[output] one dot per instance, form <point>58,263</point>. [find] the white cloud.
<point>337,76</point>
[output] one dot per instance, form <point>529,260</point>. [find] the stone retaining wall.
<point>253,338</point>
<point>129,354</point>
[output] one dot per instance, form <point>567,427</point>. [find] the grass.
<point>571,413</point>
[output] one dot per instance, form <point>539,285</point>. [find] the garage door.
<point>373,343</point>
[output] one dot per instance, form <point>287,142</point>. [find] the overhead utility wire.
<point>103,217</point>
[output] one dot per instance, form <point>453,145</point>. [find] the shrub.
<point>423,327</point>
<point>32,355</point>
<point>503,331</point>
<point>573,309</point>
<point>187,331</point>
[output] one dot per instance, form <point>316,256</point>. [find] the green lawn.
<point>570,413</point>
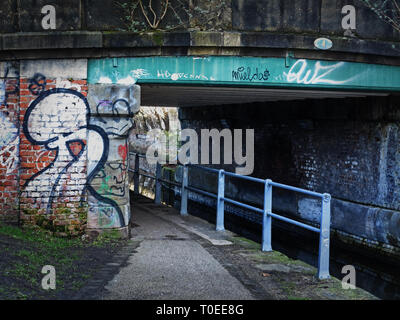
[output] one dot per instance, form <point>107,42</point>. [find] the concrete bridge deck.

### GIVEN PROBLEM:
Convert the lines above into a numbered list, leaving out any blank lines and the pictures.

### THE OUTPUT:
1. [output] one dot per instance, form <point>58,263</point>. [find] the white cloud.
2. <point>337,76</point>
3. [output] one dot per instance, form <point>529,260</point>. [find] the stone retaining wall.
4. <point>253,338</point>
5. <point>129,354</point>
6. [output] one dot per instance, form <point>567,427</point>. [find] the grass.
7. <point>571,413</point>
8. [output] one dot per instance, form <point>539,285</point>. [find] the garage door.
9. <point>373,343</point>
10. [output] one dot per instance, form <point>287,142</point>. [find] the overhead utility wire.
11. <point>103,217</point>
12. [output] one dot per instance, form <point>453,145</point>. [find] the shrub.
13. <point>423,327</point>
14. <point>32,355</point>
15. <point>503,331</point>
16. <point>573,309</point>
17. <point>187,331</point>
18. [output] one dot per instance, form <point>316,256</point>. [find] the green lawn.
19. <point>570,413</point>
20. [output] one dot per instance, form <point>107,42</point>. [find] the concrete bridge deck.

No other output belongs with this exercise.